---- Available records

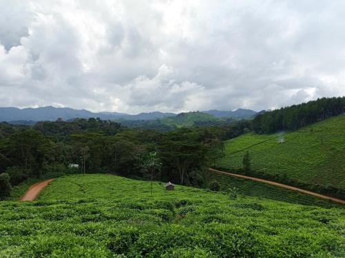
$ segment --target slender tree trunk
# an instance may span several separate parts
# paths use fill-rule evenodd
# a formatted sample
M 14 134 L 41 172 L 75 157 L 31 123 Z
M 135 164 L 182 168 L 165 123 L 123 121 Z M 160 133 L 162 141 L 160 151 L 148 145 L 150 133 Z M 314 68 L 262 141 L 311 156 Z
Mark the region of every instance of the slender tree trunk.
M 153 169 L 154 168 L 152 167 L 151 169 L 151 197 L 152 197 L 152 180 L 153 180 Z

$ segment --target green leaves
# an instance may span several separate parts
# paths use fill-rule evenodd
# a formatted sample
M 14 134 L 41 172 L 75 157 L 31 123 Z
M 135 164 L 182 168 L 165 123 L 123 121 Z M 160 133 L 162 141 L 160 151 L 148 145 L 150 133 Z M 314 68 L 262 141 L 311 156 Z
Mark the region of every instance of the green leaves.
M 344 251 L 342 208 L 230 200 L 183 186 L 166 191 L 157 183 L 150 198 L 150 184 L 73 175 L 56 179 L 37 201 L 0 202 L 0 257 L 323 257 Z

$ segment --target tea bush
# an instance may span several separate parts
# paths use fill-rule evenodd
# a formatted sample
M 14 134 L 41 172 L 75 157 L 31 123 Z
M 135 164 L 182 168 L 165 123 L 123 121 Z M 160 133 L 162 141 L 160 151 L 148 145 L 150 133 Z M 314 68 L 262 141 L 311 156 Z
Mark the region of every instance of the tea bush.
M 345 212 L 118 176 L 59 178 L 0 202 L 0 257 L 344 257 Z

--------

Your goal:
Update the records above by swapping each "Mark the region" for "Outline the area" and changing nothing else. Leave out the pictures when you give them back.

Result of the task:
$ segment --target slender tree trunk
# an instance may span several separate parts
# paths use fill-rule evenodd
# a formatted sample
M 14 134 L 41 172 L 75 157 L 31 123 Z
M 135 164 L 182 168 L 165 123 L 123 121 Z M 160 133 L 162 141 L 160 151 L 148 145 L 150 133 Z M 314 68 L 262 141 L 311 156 Z
Outline the area of every instance of the slender tree trunk.
M 153 169 L 154 168 L 152 167 L 151 169 L 151 197 L 152 197 L 152 180 L 153 180 Z

$ segment --target green leaves
# an instance may span several separate parts
# paths use fill-rule evenodd
# a formatted sample
M 14 134 L 41 172 L 75 157 L 31 123 Z
M 135 164 L 182 168 L 165 123 L 123 121 Z M 160 133 L 162 141 L 160 151 L 148 145 L 150 133 Z M 314 68 L 262 141 L 311 156 Z
Outline the area of every instance of the green leaves.
M 344 251 L 342 208 L 230 200 L 183 186 L 166 191 L 157 183 L 150 198 L 150 184 L 73 175 L 56 179 L 37 201 L 0 202 L 0 257 L 323 257 Z

$ segment --target tea bush
# an instance may span several separate parts
# paths use fill-rule evenodd
# a formatted sample
M 14 134 L 41 172 L 75 157 L 31 123 Z
M 135 164 L 182 168 L 165 123 L 123 121 Z M 160 133 L 162 141 L 160 151 L 148 145 L 150 133 Z M 314 68 L 262 141 L 311 156 Z
Outline the area of every instance of the tea bush.
M 345 212 L 118 176 L 59 178 L 0 202 L 0 257 L 344 257 Z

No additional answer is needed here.